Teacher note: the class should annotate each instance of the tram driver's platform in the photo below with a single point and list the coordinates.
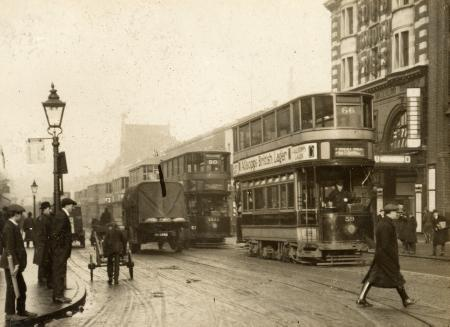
(39, 298)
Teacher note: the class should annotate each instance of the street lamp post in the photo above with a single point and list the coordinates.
(34, 190)
(54, 111)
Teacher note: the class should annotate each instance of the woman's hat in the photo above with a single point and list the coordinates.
(45, 205)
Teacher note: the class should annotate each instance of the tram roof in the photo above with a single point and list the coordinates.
(265, 111)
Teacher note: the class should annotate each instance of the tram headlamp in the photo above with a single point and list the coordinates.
(350, 229)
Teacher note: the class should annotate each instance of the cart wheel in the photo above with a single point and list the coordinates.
(91, 267)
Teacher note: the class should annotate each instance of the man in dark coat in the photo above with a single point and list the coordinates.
(28, 229)
(440, 231)
(13, 246)
(411, 234)
(114, 246)
(61, 244)
(385, 269)
(339, 197)
(3, 219)
(41, 242)
(105, 218)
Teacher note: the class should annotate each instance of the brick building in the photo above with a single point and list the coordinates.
(398, 51)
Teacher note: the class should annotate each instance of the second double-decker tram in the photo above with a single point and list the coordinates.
(206, 179)
(302, 172)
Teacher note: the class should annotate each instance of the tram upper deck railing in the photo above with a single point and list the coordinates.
(345, 115)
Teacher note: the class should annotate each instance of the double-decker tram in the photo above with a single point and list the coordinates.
(206, 179)
(302, 172)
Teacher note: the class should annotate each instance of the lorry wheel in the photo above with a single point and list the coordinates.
(135, 247)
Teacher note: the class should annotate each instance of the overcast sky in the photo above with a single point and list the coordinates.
(192, 64)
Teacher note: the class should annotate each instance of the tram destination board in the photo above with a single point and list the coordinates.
(349, 150)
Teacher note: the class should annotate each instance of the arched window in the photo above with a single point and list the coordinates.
(399, 132)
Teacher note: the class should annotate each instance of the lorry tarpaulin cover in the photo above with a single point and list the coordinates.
(148, 199)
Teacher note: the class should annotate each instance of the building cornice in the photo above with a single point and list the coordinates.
(392, 79)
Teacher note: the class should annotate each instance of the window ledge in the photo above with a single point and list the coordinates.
(348, 36)
(401, 8)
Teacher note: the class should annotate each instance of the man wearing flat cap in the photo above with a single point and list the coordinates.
(41, 235)
(61, 244)
(13, 247)
(385, 269)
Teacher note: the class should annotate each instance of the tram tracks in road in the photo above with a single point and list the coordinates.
(129, 305)
(403, 312)
(216, 297)
(303, 289)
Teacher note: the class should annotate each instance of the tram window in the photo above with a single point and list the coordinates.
(291, 195)
(256, 131)
(296, 117)
(169, 169)
(244, 200)
(181, 164)
(283, 196)
(272, 197)
(324, 111)
(269, 126)
(175, 166)
(250, 199)
(367, 112)
(165, 169)
(188, 158)
(225, 163)
(259, 198)
(349, 116)
(197, 160)
(283, 122)
(244, 136)
(306, 109)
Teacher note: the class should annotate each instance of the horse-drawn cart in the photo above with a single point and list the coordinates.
(100, 259)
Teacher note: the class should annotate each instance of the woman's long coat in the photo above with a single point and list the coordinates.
(385, 268)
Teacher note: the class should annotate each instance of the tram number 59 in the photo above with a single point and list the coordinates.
(349, 219)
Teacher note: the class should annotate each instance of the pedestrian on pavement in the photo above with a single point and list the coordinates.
(440, 235)
(427, 226)
(41, 235)
(411, 235)
(13, 247)
(385, 269)
(114, 246)
(28, 229)
(3, 219)
(401, 227)
(61, 243)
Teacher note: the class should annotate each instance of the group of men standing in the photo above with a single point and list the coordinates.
(53, 245)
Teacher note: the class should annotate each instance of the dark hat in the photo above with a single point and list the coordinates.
(15, 208)
(390, 207)
(67, 201)
(45, 205)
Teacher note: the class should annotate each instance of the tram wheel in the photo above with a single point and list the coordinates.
(135, 247)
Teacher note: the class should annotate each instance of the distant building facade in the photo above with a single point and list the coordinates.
(398, 51)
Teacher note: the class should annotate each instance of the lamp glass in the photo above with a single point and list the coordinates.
(34, 187)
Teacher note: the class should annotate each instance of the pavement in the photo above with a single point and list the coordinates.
(39, 298)
(424, 250)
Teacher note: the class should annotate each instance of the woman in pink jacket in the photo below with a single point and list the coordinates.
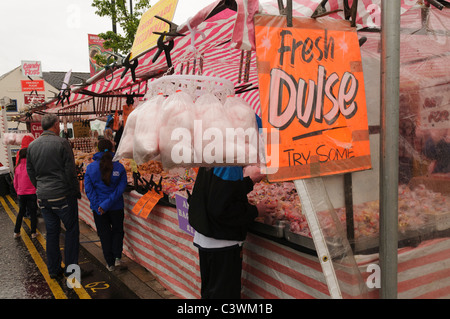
(26, 193)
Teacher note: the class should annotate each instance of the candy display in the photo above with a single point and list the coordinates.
(420, 210)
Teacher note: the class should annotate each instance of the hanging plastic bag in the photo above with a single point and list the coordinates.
(175, 135)
(245, 134)
(125, 148)
(146, 135)
(210, 134)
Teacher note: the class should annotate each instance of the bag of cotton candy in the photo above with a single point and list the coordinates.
(146, 136)
(125, 148)
(210, 130)
(245, 129)
(176, 131)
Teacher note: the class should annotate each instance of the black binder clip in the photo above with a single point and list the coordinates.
(63, 95)
(80, 172)
(163, 47)
(129, 66)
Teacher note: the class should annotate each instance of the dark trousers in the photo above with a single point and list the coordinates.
(66, 211)
(220, 271)
(110, 230)
(27, 202)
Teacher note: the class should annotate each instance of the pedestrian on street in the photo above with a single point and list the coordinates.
(220, 213)
(27, 194)
(104, 183)
(51, 168)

◆ ◆ ◆ ◆ ◆

#### Goal
Copy the listing above word for word, leaving out the pictures.

#### Solved problem
Teacher note: the class should annotate each instance of the tram driver's platform in the photo below with a single point and list the coordinates.
(39, 298)
Teacher note: the class should annotate each instance of the street lamp post in the photo above with a single point and list the coordinates.
(34, 190)
(54, 111)
Teacher note: the class should annotate each instance of the woman's hat in the photo above with a single point and list the coordinates.
(45, 205)
Teacher note: the class should annotate each instance of the tram roof in the photo above with a single point and list the coordinates.
(265, 111)
Teacher note: the class should annotate each instance of the tram headlamp in the photo above with a single point and list the coordinates.
(350, 229)
Teacher note: the class should annotate each instance of the cart wheel in the photo above with a single point and list the coordinates.
(91, 267)
Teacher note: the class should annotate each instance of the man in dark coat in the photo above with a single point and list the coordinates.
(28, 229)
(440, 231)
(13, 246)
(411, 234)
(114, 246)
(61, 244)
(385, 269)
(339, 197)
(3, 219)
(41, 242)
(105, 218)
Teacher note: the class should annotate each instance of the brick building in the photo above with a single point and list the coordinates.
(398, 51)
Teacher note: the class should annotate each instance of the second double-decker tram in the photo above with a single point and list the coordinates.
(206, 179)
(302, 172)
Teacher note: the class should annotate each instance of the tram upper deck railing in the photo above with a single point and list the coordinates.
(345, 115)
Teacher note: the class should annotate each instance of the double-decker tram in the photo above with a single point and list the coordinates.
(206, 179)
(302, 172)
Teacher note: the class should annotate each instance of the lorry wheel in the photo above with a single point and list the coordinates.
(135, 247)
Teacher note: the class should annotate each instance of the overcast sky in the photo above with a single point and list the coordinates.
(192, 64)
Teacher note: the class should annotate each instance of the tram destination board in the photo above with a single point and list the coordinates.
(349, 150)
Teacher note: the class should annotate each instance of the arched window in the photo above with a single point and list the coordinates.
(399, 132)
Teacher note: the class should annotate each instance of the lorry tarpaulin cover in the photo above with a single point and list the coordinates.
(148, 199)
Teacher note: the class should annotate each instance of the building cornice in the photo above with a single point and list the coordinates.
(392, 79)
Teacher note: the class should annotate each instance of the window ledge in the photo above with a single point and list the coordinates.
(348, 36)
(401, 8)
Teacher note: the class should annotate each instance of the man wearing flat cap in the photo above with a single point and list the coordinates.
(41, 235)
(61, 244)
(13, 247)
(385, 269)
Teacher note: the class should annotate each instance of the tram tracks in road in the photo above with a single point and list the coordinates.
(129, 305)
(403, 312)
(216, 297)
(303, 289)
Teacher note: the class should annotate each instance of the tram window in the photo above with a single point and list the coordinates.
(291, 195)
(256, 131)
(296, 117)
(169, 169)
(244, 200)
(181, 164)
(283, 196)
(272, 197)
(324, 111)
(269, 126)
(175, 166)
(250, 199)
(367, 112)
(165, 169)
(188, 158)
(225, 163)
(259, 198)
(349, 116)
(197, 160)
(283, 122)
(244, 136)
(306, 109)
Teacher note: the class should annotate each instance of the horse-drawn cart in the photo above with a single point and list the coordinates.
(100, 259)
Teacher note: the class should annotate each instance of the woman's long coat in the photo above with a single point and list the coordinates.
(385, 268)
Teacher note: the class should annotate each instance of the tram number 59 in the photo above with a single point and list the coordinates.
(349, 219)
Teacher note: the class should annotate each instance of the pedestrian on pavement in the photo above with a single point and list the coordinates.
(440, 235)
(427, 226)
(41, 235)
(411, 235)
(13, 247)
(385, 269)
(114, 246)
(28, 229)
(3, 219)
(401, 227)
(61, 243)
Teacher note: the class should annotate each instance of the group of men standing in the photo above with a single point and list the coordinates.
(53, 245)
Teacher note: the class should annotate each instance of the dark hat in the photo above with a single point and list the coordinates.
(15, 208)
(390, 207)
(67, 201)
(45, 205)
Teacher note: the class should annotate each instance of the tram wheel in the photo above with a single point and list the coordinates.
(135, 247)
Teacher note: the class should annotate each instance of the distant building facade in the photo above with a single point and list the coordinates.
(398, 51)
Teacher note: the class should annotate each instance of the lamp glass in the photo above with a single point and list the coordinates.
(34, 187)
Teacher note: the class should annotate each instance of the pavement in the photo above with a single point and list the coordinates.
(39, 298)
(424, 250)
Teacher note: the class should annotate each instance of the woman in pink jacket in the photo below with a single point and list the coordinates.
(26, 193)
Teacher note: the class should annotate each instance of the candy display in the photo above with a single point and list the coordinates.
(420, 210)
Teacher note: the class should annotate each instance of the hanging plastic bag in the photo above with a single point and list the coordinates.
(175, 135)
(245, 134)
(125, 148)
(146, 135)
(210, 134)
Teacher note: the class should annotate each instance of the bag of cotton candy in the photo above with a single point and list the coordinates.
(146, 136)
(125, 148)
(210, 130)
(245, 129)
(176, 131)
Teacher note: the class should annotate each instance of the black binder clip in the photo above with a single point and list the coordinates.
(63, 95)
(80, 172)
(163, 47)
(129, 66)
Teacher note: the class should annotate each instance of the dark trousers in the photo above with a single point and list the coordinates.
(66, 211)
(220, 271)
(110, 230)
(27, 202)
Teacher note: the class should annotate each instance of the pedestrian on street in the photo above with a single point and list the coordinates.
(220, 213)
(27, 194)
(104, 183)
(51, 168)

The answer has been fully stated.